### Work item:
Which lines in the records below contain the string "given" with its case matched? Identify each one and copy it out in full.

### Record excerpts:

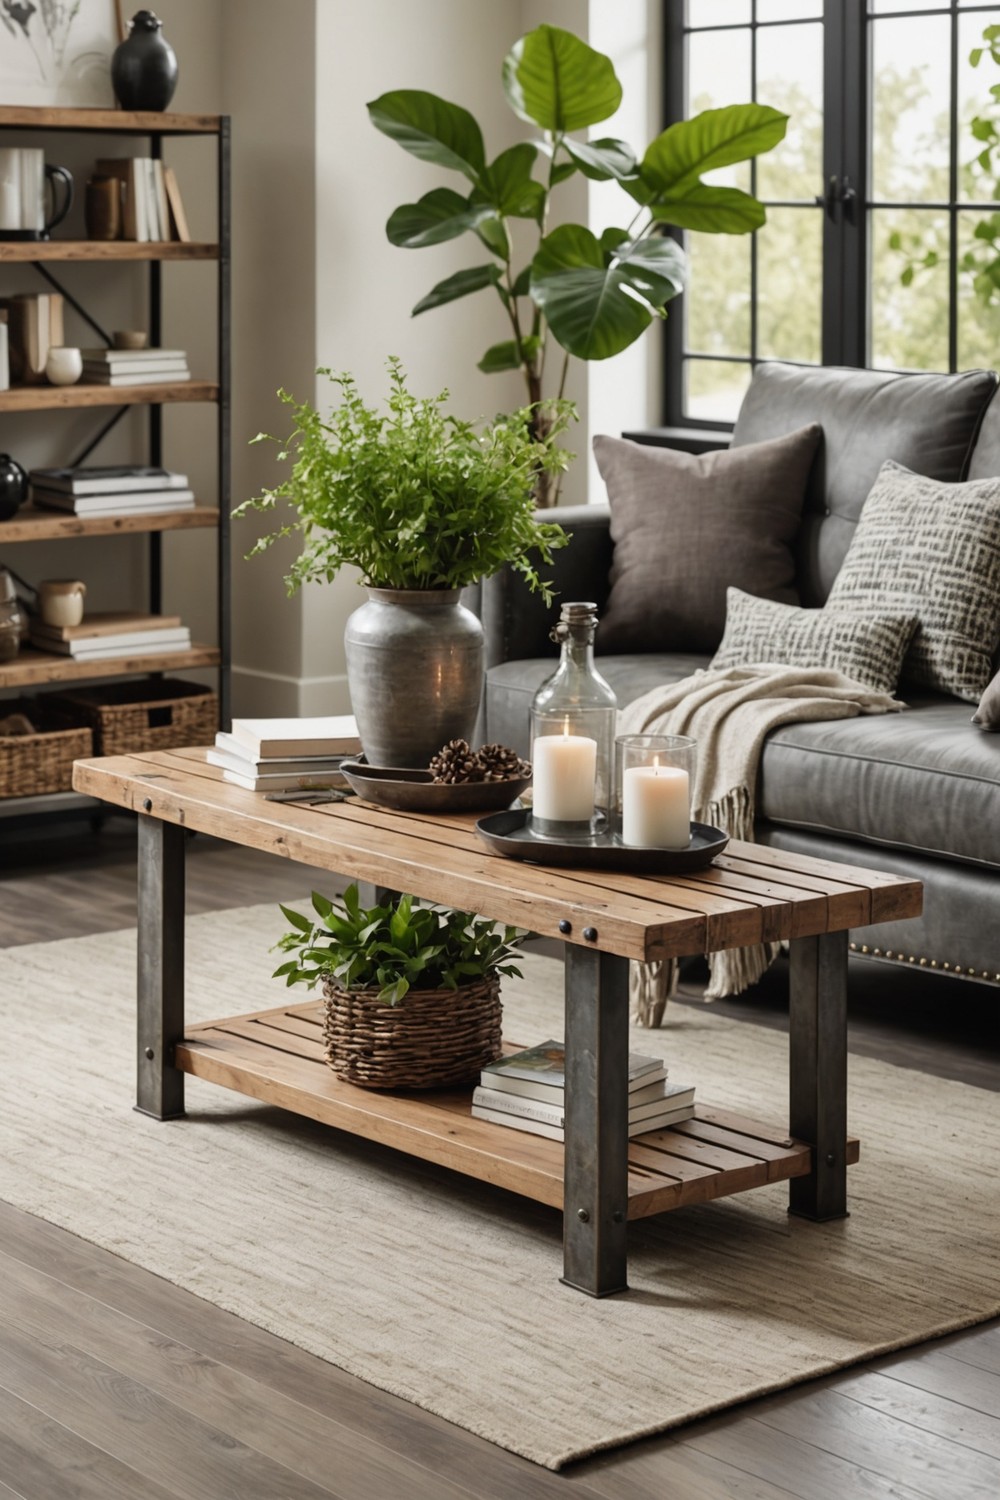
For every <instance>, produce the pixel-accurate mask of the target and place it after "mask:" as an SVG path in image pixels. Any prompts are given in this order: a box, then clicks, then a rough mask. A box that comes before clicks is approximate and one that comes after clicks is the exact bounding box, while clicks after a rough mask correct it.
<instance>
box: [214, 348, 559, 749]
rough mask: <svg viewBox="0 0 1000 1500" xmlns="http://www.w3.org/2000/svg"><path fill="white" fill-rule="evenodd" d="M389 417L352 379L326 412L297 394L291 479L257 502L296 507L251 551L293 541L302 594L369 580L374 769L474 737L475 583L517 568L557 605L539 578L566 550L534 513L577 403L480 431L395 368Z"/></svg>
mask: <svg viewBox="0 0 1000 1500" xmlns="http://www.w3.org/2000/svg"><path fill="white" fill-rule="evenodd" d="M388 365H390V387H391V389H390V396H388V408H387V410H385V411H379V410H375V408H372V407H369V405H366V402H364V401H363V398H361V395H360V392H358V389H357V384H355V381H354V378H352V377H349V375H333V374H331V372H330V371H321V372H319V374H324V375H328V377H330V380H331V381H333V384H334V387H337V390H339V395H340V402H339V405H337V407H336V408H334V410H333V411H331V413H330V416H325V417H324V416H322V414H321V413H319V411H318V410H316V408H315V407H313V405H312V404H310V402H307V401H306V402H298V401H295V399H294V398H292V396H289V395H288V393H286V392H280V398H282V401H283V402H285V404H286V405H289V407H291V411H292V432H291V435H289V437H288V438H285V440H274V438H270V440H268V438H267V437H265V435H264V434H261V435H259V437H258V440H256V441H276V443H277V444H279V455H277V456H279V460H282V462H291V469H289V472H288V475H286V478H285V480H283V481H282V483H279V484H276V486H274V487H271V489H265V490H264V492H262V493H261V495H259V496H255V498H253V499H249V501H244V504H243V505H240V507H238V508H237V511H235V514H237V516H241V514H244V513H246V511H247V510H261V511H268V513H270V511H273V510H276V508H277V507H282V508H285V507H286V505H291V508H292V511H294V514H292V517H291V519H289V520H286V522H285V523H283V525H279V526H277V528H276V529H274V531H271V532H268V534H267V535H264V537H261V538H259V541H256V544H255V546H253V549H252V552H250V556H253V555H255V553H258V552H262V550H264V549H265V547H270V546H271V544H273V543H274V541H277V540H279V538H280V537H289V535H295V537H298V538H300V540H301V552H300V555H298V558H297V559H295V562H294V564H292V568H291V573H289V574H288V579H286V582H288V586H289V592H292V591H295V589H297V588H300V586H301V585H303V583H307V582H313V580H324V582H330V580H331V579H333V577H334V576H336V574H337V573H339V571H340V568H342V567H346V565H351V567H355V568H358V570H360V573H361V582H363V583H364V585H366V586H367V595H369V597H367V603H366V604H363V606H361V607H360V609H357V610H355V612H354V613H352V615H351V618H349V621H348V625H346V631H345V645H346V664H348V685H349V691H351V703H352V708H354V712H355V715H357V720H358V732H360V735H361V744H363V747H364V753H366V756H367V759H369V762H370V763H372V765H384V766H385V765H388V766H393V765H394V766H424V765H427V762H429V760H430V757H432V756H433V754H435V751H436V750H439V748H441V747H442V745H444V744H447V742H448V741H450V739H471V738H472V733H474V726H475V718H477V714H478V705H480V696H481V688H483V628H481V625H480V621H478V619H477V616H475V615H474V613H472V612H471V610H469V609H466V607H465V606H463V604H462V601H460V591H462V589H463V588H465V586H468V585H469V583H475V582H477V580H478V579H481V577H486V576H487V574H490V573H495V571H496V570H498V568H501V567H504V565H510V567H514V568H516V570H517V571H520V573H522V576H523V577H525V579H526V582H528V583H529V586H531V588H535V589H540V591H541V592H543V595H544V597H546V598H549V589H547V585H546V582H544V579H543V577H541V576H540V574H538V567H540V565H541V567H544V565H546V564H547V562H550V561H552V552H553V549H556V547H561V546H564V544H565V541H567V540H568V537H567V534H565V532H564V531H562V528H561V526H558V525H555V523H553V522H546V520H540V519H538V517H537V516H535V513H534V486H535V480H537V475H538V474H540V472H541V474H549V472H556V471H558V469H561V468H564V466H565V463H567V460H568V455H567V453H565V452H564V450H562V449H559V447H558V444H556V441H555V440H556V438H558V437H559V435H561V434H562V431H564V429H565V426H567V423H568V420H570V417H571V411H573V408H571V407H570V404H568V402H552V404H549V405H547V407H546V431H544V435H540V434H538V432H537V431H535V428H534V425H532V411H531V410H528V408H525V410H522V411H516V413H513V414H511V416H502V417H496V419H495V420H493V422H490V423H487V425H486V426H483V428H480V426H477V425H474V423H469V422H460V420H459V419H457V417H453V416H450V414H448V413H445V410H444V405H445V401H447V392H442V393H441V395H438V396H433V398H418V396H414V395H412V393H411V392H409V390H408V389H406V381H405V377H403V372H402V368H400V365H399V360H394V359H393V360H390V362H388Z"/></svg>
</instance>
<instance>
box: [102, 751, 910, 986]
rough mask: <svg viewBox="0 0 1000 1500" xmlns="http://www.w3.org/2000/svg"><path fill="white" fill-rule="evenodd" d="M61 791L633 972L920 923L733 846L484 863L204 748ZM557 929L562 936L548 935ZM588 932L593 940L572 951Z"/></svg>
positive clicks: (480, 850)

==

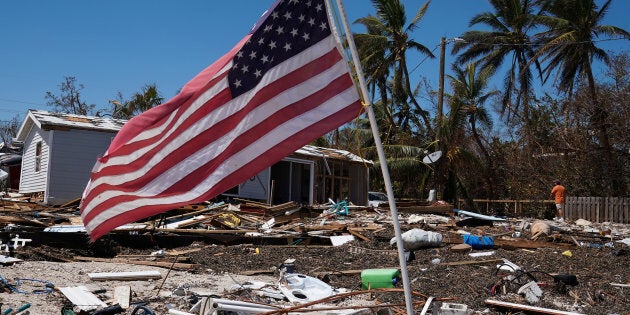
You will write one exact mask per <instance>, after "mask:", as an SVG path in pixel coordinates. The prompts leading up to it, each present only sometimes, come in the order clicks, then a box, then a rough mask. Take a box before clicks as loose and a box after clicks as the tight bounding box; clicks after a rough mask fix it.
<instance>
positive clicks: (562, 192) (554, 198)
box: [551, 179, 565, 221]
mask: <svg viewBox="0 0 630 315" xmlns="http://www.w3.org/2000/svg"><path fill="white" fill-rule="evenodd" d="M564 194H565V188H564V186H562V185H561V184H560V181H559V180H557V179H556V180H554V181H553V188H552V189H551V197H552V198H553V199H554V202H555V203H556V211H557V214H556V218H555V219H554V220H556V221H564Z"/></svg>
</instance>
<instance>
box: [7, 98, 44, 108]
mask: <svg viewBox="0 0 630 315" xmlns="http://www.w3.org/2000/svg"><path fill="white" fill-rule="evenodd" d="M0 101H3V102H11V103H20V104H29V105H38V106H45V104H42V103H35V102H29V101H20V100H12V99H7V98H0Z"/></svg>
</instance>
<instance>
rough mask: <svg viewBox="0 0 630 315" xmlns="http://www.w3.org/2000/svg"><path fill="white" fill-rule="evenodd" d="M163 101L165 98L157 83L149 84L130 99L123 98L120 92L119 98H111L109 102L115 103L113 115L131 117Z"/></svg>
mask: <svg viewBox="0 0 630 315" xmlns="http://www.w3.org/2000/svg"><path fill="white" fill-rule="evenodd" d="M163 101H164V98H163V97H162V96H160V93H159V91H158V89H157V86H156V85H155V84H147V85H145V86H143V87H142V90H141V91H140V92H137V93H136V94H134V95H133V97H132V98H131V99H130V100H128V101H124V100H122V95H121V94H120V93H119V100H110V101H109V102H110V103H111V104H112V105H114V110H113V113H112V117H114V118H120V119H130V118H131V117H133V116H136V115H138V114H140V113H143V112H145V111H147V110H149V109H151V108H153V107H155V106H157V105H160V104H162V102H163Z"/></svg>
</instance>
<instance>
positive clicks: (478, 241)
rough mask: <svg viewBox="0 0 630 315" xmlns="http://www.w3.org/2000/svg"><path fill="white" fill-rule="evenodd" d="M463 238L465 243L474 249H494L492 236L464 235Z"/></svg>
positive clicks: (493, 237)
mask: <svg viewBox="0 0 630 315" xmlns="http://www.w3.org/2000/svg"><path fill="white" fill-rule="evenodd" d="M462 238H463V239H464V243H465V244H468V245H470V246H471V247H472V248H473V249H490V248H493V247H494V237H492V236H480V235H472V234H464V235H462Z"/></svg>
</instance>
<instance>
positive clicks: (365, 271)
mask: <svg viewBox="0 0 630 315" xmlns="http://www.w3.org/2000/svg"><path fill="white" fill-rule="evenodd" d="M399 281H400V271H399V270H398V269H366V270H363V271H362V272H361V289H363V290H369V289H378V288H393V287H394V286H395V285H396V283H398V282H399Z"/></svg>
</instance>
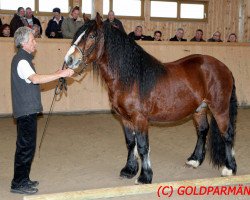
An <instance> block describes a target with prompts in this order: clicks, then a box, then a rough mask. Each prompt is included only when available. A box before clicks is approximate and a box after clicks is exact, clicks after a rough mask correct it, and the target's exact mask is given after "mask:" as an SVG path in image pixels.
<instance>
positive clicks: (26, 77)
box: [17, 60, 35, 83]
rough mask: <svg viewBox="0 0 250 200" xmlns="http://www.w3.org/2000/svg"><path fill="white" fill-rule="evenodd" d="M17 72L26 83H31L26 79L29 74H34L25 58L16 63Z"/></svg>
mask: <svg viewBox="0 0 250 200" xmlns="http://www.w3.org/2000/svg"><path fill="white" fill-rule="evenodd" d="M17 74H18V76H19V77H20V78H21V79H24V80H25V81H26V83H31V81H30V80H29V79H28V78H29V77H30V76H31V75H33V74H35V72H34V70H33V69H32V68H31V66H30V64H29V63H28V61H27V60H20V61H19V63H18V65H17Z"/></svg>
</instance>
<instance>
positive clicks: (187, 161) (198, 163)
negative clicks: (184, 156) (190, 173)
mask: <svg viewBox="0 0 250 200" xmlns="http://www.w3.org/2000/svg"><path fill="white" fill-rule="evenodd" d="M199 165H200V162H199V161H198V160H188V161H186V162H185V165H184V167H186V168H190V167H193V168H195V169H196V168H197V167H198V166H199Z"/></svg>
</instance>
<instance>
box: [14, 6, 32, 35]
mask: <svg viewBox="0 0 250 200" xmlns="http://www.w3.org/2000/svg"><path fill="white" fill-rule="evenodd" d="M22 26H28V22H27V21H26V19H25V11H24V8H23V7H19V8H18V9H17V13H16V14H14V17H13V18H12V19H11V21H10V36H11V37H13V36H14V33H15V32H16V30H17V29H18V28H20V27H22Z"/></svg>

### Expected answer:
For every <instance>, produce the pixel-accurate mask of the target and place it after "mask:" as an SVG path in image pixels. Any prompts are given in this order: a box, then clicks, then a rough mask. A box that comes before clicks is approximate and one that comes after clicks is the exact bounding box, while clicks after a rough mask correct it.
An <instance> block describes a target with prompts in this order: clicks, then a box, then a rough mask. Each prompt is included only when available. A box before clicks is approximate and a box after clicks is exact, clicks after a rough mask correct it, and the target's exact mask is given after "mask:" as an SVG path in image pixels.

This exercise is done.